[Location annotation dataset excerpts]
------

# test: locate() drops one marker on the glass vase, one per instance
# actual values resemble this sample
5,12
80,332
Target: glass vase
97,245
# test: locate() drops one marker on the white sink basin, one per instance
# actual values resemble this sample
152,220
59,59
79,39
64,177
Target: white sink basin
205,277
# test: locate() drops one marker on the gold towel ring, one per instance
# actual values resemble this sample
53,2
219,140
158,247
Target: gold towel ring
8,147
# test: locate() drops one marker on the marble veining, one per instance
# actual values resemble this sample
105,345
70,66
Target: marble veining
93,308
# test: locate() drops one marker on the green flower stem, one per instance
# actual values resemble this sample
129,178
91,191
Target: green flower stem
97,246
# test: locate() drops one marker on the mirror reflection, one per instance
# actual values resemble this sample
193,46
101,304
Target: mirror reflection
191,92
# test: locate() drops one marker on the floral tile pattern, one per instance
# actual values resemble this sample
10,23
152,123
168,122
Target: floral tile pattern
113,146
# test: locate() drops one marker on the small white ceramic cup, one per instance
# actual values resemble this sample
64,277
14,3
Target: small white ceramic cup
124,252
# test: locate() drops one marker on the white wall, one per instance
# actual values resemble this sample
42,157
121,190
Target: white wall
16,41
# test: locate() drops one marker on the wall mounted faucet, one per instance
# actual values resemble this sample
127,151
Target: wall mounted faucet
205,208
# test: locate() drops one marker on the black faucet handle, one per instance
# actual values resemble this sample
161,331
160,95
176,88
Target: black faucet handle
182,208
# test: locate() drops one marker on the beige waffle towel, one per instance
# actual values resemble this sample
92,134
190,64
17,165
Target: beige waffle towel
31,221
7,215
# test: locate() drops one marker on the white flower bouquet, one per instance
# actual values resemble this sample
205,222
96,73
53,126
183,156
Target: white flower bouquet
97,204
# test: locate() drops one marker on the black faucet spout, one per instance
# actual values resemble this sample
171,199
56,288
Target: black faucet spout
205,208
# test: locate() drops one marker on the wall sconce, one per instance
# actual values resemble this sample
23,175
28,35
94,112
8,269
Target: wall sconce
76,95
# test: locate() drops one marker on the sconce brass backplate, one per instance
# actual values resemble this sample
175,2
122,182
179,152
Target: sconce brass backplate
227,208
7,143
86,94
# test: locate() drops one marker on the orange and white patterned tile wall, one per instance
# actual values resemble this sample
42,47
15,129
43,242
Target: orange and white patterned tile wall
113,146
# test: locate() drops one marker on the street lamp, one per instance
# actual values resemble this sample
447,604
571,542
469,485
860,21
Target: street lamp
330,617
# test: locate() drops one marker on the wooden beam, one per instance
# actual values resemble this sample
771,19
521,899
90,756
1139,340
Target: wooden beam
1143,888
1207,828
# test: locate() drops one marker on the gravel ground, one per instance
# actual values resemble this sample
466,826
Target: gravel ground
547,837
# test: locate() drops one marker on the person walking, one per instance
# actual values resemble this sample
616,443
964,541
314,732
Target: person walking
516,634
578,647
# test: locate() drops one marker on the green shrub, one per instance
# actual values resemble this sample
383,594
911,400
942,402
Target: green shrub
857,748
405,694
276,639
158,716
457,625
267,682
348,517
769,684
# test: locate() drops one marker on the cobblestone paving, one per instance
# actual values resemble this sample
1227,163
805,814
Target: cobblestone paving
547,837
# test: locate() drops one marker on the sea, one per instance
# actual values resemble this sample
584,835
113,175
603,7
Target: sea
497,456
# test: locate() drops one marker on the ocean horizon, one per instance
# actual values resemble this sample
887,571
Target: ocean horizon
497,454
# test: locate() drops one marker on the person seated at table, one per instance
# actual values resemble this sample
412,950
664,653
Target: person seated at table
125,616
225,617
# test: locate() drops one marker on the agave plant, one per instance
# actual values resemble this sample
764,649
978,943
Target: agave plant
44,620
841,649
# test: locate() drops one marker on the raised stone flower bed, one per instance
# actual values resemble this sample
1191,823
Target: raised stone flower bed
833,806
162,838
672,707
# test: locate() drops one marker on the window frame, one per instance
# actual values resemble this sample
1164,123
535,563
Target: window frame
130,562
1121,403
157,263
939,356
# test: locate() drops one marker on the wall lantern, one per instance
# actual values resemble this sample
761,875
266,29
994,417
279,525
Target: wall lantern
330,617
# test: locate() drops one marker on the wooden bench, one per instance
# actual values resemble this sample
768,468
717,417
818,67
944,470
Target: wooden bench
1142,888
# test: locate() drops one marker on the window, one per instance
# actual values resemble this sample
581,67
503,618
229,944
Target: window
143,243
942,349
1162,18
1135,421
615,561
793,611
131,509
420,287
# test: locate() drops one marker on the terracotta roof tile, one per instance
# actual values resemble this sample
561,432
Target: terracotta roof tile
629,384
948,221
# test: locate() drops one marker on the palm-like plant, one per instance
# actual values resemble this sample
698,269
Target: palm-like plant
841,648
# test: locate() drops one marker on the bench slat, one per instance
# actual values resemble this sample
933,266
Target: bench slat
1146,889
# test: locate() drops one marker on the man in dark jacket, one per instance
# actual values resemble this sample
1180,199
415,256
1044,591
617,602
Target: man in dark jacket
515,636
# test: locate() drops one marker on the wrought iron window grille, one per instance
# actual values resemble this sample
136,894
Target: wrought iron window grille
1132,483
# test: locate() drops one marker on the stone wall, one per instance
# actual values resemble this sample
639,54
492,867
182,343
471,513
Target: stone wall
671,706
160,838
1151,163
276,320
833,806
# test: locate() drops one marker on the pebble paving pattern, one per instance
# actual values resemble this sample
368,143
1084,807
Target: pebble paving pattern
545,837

------

Reproduce word for word the lines of the rows from the one containing "# test: locate() drops one marker on the pebble" through the final line, inclusive.

# test: locate() drops one marker on the pebble paving pattern, one per instance
# actual values resemble this sample
368,143
1084,807
Target: pebble paving pattern
545,837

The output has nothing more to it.